Assassinat de Mohamed Brahmi : Tunis doit protéger le pluralisme

Par : Autres


mohamed-26072013-art.jpgEdito
du “Monde”. Près de six mois après l’assassinat de Chokri Belaïd, un autre
opposant au pouvoir islamiste a été tué en Tunisie. Mohamed Brahmi, député de
gauche à l’Assemblée nationale constituante, est mort, jeudi 25 juillet, devant
chez lui, à Tunis, sous les yeux de sa famille, le corps criblé de balles tirées
par deux inconnus circulant à moto. Même modus operandi que pour Chokri Belaïd.
Mêmes auteurs ?

Les assassins n’ont pas seulement choisi leur cible : un laïque de gauche proche
des syndicats et un critique du pouvoir islamiste. Ils ont également choisi leur
date: le 25 juillet, jour où la Tunisie célèbre, comme chaque année, l’avènement
de la République en 1956. Pour le chef du parti Ennahdha au pouvoir depuis
octobre 2011, Rached Ghannouchi, pour le président de la République, Moncef
Marzouki, et pour les responsables du gouvernement, l’objectif des assassins est
clair: faire capoter la transition démocratique et démontrer que le “printemps
arabe” tunisien est un échec.

════════════════

* Consigne *
Poursuivez l'éditorial ci-dessus sur l'assassinat de Mohamed Brahmi à la suite de sa dernière phrase.

════════════════

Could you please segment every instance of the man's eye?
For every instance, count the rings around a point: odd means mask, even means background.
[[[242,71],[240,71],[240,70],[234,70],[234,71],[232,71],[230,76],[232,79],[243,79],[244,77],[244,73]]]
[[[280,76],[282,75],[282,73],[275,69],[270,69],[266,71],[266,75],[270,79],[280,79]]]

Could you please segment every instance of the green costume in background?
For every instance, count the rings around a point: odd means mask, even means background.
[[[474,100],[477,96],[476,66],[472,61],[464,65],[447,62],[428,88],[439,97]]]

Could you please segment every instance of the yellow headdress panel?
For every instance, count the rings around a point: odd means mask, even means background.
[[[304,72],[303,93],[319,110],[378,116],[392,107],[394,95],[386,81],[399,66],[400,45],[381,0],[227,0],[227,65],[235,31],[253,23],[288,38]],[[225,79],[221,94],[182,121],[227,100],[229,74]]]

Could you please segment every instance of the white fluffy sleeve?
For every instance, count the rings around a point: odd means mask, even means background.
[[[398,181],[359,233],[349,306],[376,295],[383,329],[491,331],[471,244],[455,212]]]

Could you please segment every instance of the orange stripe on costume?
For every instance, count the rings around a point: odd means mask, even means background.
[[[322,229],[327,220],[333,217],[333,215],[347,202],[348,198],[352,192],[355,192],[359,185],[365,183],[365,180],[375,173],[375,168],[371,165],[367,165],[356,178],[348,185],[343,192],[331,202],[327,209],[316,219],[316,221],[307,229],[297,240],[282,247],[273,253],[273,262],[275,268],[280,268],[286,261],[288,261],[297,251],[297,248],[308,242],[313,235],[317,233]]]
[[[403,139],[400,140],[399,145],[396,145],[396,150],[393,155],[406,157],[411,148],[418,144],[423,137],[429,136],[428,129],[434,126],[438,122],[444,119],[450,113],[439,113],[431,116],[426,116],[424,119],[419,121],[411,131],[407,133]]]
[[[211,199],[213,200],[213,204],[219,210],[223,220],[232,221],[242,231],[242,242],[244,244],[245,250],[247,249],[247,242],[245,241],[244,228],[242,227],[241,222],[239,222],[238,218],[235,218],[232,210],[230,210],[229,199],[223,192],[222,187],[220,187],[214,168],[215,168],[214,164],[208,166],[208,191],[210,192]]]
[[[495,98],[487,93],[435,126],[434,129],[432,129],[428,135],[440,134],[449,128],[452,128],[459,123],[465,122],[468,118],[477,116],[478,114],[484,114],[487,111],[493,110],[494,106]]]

════════════════

* Résultat *
Pourtant, la Tunisie ne s’en sort pas si mal. Après des mois de passes d’armes
verbales parfois indécentes –et une importante perte de temps, préjudiciable à
l’économie tunisienne–, l’Assemblée dominée par Ennahdha venait de s’entendre
sur une nouvelle Constitution. Un grand pas venait d’être franchi.

Nul ne sait aujourd’hui qui est derrière cet assassinat. Mais, dès l’annonce de
la mort de l’opposant, le regard accusateur de nombre de Tunisiens – surtout
dans la frange laïque, qui ne se retrouve pas dans l’islamisme modéré d’Ennahdha
et vit sous la menace croissante des violences de nombreux groupes islamistes –
s’est tourné vers le parti au pouvoir.

Comme après la mort de Chokri Belaïd, attribuée à des islamistes radicaux, des
permanences d’Ennahdha ont été incendiées en province. Des manifestants se sont
réunis devant les bâtiments du gouvernement pour demander sa démission. Un appel
à la grève générale a été lancé par l’UGTT, le principal syndicat tunisien.

Pourtant, si Ennahdha a fait de nombreuses erreurs depuis son arrivée au
pouvoir, les autres acteurs de la vie politique, sociale et syndicale portent
aussi leur part de responsabilité. Plutôt que de tendre la main à certains
éléments d’Ennahdha, chacun a joué son jeu, en faisant fi de l’intérêt national.

Du coup, la Tunisie est aujourd’hui écartelée entre deux camps: les pro- et les
anti-Ennahdha, chacun l’œil rivé sur les événements d’Egypte, où la rue et
l’armée ont délogé le gouvernement démocratiquement élu des Frères musulmans,
proches du pouvoir à Tunis.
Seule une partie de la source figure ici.